*Written problem:* Pull out every line below that contains the string "truck", treating uppercase and lowercase letters as different.

*Materials provided:*
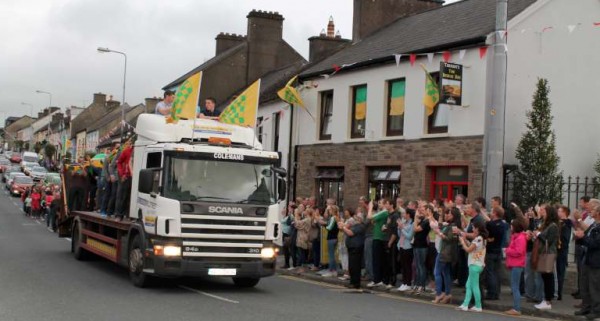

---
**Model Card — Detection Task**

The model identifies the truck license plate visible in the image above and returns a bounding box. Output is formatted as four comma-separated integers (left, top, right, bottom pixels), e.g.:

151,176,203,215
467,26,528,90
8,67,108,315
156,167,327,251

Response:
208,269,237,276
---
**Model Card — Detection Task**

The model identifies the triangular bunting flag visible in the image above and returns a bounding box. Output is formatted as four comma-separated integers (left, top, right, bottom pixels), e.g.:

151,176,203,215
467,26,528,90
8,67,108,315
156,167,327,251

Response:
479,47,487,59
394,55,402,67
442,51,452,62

---

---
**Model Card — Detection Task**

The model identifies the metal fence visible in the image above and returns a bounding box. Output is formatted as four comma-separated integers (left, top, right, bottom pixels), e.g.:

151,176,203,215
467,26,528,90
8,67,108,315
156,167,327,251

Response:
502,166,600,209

==

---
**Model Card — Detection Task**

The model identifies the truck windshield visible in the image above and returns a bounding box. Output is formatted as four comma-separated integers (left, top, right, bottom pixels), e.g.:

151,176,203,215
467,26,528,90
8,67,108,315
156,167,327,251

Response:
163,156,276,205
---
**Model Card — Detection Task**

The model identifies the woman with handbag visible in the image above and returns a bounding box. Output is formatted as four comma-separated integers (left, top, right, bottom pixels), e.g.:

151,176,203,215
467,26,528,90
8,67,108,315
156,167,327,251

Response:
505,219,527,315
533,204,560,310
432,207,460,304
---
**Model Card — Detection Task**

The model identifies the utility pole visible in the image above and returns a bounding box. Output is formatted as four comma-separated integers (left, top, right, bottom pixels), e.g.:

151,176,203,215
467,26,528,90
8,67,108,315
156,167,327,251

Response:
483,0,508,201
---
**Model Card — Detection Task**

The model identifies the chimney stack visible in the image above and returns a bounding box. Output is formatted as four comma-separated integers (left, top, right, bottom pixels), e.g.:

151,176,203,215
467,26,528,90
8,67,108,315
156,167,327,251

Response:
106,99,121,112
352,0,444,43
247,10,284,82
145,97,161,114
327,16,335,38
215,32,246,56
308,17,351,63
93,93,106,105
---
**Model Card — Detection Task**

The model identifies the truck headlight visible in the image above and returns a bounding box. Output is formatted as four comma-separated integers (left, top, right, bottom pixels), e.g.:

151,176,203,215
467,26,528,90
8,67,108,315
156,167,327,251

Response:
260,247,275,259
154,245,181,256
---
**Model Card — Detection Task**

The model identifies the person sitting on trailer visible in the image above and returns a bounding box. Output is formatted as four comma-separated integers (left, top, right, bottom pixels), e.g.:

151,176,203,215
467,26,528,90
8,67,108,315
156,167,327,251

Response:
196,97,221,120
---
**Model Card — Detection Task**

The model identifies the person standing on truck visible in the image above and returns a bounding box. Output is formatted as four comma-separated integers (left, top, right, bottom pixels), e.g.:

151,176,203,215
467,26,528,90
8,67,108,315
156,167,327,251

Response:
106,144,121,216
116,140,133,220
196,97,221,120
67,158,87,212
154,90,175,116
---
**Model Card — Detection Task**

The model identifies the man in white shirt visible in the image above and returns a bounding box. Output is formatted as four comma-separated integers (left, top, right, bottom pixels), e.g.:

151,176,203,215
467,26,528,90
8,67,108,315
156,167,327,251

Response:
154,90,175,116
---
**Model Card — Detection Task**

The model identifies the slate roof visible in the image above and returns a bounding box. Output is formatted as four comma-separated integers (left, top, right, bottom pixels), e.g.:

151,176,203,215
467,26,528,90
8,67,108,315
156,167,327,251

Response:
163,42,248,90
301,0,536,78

*Answer to the problem:*
The model identifies the truck license plate visible in the image above and returns a bounding box. Output is formatted as four comma-separated integers (left, top, right, bottom pixels), e.g.:
The model identifies the truck windshield visible in the image above and returns a bounding box. Output is formatted as four comma-separated integers (left, top, right, bottom pixels), e.g.:
The model identifies the truck headlight visible in the image above and returns a bounding box. Output is formatted as four comma-separated integers (left, top, right, bottom pixels), e.g.:
The model identifies the person standing on truck visible in the image above and returns a bounding box. Output is formatted as four comma-separated integers (left, top, right, bottom pixels), e.g.:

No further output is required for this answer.